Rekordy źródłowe
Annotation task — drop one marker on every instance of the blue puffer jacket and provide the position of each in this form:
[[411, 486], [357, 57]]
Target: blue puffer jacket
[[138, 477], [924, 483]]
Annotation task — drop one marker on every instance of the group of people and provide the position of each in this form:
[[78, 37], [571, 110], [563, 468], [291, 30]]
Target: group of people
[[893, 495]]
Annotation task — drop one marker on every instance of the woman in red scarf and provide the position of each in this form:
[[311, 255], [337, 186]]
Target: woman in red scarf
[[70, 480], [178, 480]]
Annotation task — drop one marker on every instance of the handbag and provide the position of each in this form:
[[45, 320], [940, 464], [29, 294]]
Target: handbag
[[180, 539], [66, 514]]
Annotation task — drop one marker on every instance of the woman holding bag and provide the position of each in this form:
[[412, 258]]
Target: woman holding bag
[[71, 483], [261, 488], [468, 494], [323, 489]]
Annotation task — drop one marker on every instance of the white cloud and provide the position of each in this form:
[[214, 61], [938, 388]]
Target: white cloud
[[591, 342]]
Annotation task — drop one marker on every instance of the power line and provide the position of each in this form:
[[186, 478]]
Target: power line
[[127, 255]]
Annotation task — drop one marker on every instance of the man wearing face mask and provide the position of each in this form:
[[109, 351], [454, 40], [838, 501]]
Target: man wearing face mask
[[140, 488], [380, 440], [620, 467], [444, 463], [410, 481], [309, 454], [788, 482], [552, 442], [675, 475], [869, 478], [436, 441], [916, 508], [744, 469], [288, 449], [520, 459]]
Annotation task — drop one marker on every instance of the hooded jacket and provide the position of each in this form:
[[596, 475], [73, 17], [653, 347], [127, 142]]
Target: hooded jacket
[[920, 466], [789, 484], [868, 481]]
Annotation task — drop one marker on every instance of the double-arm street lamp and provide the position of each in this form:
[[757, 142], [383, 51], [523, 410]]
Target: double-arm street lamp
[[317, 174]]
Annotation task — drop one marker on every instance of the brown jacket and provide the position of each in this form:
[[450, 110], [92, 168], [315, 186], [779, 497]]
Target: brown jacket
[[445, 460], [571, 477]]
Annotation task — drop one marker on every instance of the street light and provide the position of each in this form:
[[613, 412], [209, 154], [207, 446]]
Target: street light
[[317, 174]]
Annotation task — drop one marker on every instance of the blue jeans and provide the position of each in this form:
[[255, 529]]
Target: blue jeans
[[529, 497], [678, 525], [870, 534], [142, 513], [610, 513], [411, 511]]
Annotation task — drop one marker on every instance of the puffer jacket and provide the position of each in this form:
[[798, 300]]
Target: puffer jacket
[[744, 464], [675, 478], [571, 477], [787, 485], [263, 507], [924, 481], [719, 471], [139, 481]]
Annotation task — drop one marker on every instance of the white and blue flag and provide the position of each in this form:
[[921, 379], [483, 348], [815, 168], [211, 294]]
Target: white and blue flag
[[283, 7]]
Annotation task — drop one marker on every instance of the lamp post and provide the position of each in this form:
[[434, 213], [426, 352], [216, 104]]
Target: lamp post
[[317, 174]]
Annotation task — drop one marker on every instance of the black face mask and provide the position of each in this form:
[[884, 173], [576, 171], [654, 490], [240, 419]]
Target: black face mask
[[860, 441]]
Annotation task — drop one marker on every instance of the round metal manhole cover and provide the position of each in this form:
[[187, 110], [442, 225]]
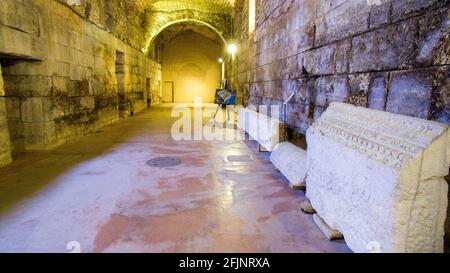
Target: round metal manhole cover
[[164, 162]]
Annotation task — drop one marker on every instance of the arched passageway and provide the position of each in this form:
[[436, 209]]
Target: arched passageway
[[189, 51]]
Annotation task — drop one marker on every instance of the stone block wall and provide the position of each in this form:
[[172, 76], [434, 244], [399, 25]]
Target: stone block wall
[[393, 56], [5, 145], [63, 84]]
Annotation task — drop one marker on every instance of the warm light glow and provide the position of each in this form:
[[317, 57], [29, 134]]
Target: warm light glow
[[251, 16], [232, 49]]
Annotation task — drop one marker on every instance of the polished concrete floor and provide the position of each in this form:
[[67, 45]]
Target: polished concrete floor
[[100, 193]]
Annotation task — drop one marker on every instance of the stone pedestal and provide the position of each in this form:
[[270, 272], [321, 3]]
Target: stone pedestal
[[378, 178]]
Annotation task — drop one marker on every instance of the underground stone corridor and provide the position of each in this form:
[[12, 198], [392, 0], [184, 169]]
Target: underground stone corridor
[[100, 192], [324, 126]]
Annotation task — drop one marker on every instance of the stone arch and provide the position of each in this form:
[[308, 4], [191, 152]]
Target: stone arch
[[159, 30]]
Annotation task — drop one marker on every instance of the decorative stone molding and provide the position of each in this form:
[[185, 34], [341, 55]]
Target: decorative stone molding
[[378, 177]]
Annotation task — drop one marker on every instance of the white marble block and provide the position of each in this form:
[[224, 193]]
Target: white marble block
[[290, 160], [267, 131], [377, 178]]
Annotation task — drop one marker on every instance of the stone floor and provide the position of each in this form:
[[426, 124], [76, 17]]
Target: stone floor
[[99, 192]]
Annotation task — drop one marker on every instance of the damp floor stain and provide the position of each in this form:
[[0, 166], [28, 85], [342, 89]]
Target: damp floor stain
[[99, 192]]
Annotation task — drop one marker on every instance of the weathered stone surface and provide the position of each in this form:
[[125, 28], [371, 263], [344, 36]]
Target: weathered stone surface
[[337, 24], [5, 145], [378, 91], [73, 89], [380, 13], [290, 160], [28, 86], [359, 89], [406, 8], [319, 61], [368, 168], [332, 89], [386, 48], [351, 37], [441, 96], [410, 93]]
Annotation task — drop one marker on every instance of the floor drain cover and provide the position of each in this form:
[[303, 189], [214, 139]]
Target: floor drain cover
[[164, 162], [239, 158]]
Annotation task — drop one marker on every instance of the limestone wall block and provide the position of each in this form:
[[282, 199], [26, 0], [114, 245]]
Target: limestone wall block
[[377, 177], [36, 109]]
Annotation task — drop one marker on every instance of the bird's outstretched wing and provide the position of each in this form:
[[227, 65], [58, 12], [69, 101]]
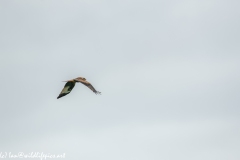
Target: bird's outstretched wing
[[86, 83], [67, 89]]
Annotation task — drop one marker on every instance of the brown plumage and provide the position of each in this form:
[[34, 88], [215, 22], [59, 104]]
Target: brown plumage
[[71, 83]]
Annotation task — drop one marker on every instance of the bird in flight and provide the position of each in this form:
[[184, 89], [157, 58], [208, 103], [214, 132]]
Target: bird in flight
[[71, 83]]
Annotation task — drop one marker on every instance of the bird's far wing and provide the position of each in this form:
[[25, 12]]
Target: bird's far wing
[[86, 83], [67, 89]]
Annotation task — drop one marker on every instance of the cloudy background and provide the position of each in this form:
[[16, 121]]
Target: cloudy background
[[168, 72]]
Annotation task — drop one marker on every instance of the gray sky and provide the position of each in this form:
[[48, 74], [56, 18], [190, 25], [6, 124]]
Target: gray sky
[[168, 72]]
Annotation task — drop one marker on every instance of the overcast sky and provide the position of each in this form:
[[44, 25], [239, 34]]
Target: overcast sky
[[168, 71]]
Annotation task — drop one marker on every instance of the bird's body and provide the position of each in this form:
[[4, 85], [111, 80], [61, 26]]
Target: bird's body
[[71, 83]]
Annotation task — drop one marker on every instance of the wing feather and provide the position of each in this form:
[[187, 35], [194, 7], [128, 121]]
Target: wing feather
[[66, 89]]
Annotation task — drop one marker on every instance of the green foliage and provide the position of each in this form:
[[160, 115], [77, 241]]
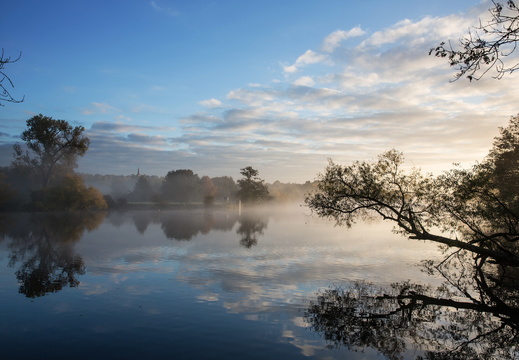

Cel ćwiczenia
Zwróć, proszę, bez zmian każdy wiersz z rekordów powyżej, w którym występuje słowo „surface”.

Odpowiedź do ćwiczenia
Annotation task — drop one marker on every instance of the weathered stone surface and provide the position of each in this form:
Target: weathered stone surface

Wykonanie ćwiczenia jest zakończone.